• [Set problem 1]:
Reproduce the passage on the ISAGO ground operations audit word for word.

• [Excerpt]:
•••••

Safety is always the industry’s top priority. But within that ethos, there are many levels of risk. The occasional “fender bender” on the apron, though far from being neglected, was hardly a headline grabber.
In 2008, IATA began a serious attempt to redress the balance, introducing the IATA Safety Audit for Ground Operators (ISAGO) as a registration scheme for ground service providers (GSPs).
The idea was to create safer, harmonized ground operations through industry-developed standards and procedures.
Better safety oversight, a uniform audit process, and the avoidance of duplicate audits through the sharing of audit reports were all part of the picture. An added benefit was reducing the costs associated with ground damage.
New audit model
A decade on from its launch, ISAGO is being revamped. “To sustain the growth and the benefits of the program, it needs to evolve to ensure audit scope, quality and costs are adequately and efficiently managed,” says Catalin Cotrut, IATA’s Director, Audit Programs.
The IATA Operations Committee, supported by the ISAGO Oversight Council working group, has been working to propose potential solutions.
The New Operational Audit Model for ISAGO is designed to build on the successes of the current audit program and introduces improvements in program management. All ISAGO auditors will be members of the IATA Charter of Professional Auditors.
What we are doing is not only making ISAGO more suitable to the stakeholders’ needs but also future proof
Membership is achieved by completing an IATA-managed recruitment, training, and qualification process. The emphasis of the ISAGO audits will focus more on the GSP’s corporate management systems and its oversight of ground operations at the stations, and the auditor training will reflect this.
IATA will continue to allocate audits on an annual basis but contracted ISAGO agents will take the responsibility for the administration of the audits, including organizing the audit teams.
There are other changes in the roles and responsibilities of the auditors, especially the lead auditor, and the GSPs and the program oversight activities. Fundamentally, the program will become funded on a cost-recovery basis with all stakeholders contributing according to benefits gained.

•••••

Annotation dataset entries
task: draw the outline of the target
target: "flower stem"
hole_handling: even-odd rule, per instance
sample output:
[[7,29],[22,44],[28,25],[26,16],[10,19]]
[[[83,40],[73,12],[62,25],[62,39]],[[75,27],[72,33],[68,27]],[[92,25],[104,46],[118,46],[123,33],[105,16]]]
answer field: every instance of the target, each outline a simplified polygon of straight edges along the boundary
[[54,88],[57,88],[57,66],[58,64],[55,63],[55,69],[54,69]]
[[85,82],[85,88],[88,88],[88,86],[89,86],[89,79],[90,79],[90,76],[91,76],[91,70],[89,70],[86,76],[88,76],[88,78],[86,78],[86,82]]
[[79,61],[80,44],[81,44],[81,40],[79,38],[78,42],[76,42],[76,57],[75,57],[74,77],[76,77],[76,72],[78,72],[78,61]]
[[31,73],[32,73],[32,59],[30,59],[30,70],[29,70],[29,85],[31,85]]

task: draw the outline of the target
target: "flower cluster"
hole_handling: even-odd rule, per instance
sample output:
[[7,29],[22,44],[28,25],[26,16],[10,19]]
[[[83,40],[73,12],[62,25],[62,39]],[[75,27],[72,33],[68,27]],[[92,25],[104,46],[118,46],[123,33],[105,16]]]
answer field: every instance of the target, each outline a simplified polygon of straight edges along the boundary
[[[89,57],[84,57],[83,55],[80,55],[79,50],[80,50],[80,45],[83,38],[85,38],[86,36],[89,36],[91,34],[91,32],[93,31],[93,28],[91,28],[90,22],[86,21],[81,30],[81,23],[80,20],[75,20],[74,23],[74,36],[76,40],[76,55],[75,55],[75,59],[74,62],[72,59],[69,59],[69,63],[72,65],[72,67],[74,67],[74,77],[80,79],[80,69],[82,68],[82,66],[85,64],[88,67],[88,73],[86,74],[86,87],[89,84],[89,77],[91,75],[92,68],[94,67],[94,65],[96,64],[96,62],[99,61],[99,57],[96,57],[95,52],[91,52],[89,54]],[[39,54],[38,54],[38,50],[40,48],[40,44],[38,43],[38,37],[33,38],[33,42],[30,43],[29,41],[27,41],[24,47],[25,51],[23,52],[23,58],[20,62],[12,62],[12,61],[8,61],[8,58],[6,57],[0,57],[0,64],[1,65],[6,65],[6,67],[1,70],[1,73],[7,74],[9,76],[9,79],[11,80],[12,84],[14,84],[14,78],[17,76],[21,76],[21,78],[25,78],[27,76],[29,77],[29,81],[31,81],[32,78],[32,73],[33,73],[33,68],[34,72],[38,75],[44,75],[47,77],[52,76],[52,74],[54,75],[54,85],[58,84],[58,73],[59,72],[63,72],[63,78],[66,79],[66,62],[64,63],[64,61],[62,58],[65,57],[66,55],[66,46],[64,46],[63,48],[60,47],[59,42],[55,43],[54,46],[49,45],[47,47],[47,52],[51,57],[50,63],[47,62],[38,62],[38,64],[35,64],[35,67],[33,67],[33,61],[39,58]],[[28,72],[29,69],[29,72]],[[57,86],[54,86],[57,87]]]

•••••

• [Set problem 2]:
Pick out every line of the listing above that contains the string "flower".

• [Right answer 1]:
Safety is always the industry’s top priority. But within that ethos, there are many levels of risk. The occasional “fender bender” on the apron, though far from being neglected, was hardly a headline grabber.
In 2008, IATA began a serious attempt to redress the balance, introducing the IATA Safety Audit for Ground Operators (ISAGO) as a registration scheme for ground service providers (GSPs).
The idea was to create safer, harmonized ground operations through industry-developed standards and procedures.
Better safety oversight, a uniform audit process, and the avoidance of duplicate audits through the sharing of audit reports were all part of the picture. An added benefit was reducing the costs associated with ground damage.
New audit model
A decade on from its launch, ISAGO is being revamped. “To sustain the growth and the benefits of the program, it needs to evolve to ensure audit scope, quality and costs are adequately and efficiently managed,” says Catalin Cotrut, IATA’s Director, Audit Programs.
The IATA Operations Committee, supported by the ISAGO Oversight Council working group, has been working to propose potential solutions.
The New Operational Audit Model for ISAGO is designed to build on the successes of the current audit program and introduces improvements in program management. All ISAGO auditors will be members of the IATA Charter of Professional Auditors.
What we are doing is not only making ISAGO more suitable to the stakeholders’ needs but also future proof
Membership is achieved by completing an IATA-managed recruitment, training, and qualification process. The emphasis of the ISAGO audits will focus more on the GSP’s corporate management systems and its oversight of ground operations at the stations, and the auditor training will reflect this.
IATA will continue to allocate audits on an annual basis but contracted ISAGO agents will take the responsibility for the administration of the audits, including organizing the audit teams.
There are other changes in the roles and responsibilities of the auditors, especially the lead auditor, and the GSPs and the program oversight activities. Fundamentally, the program will become funded on a cost-recovery basis with all stakeholders contributing according to benefits gained.

• [Right answer 2]:
target: "flower stem"
target: "flower cluster"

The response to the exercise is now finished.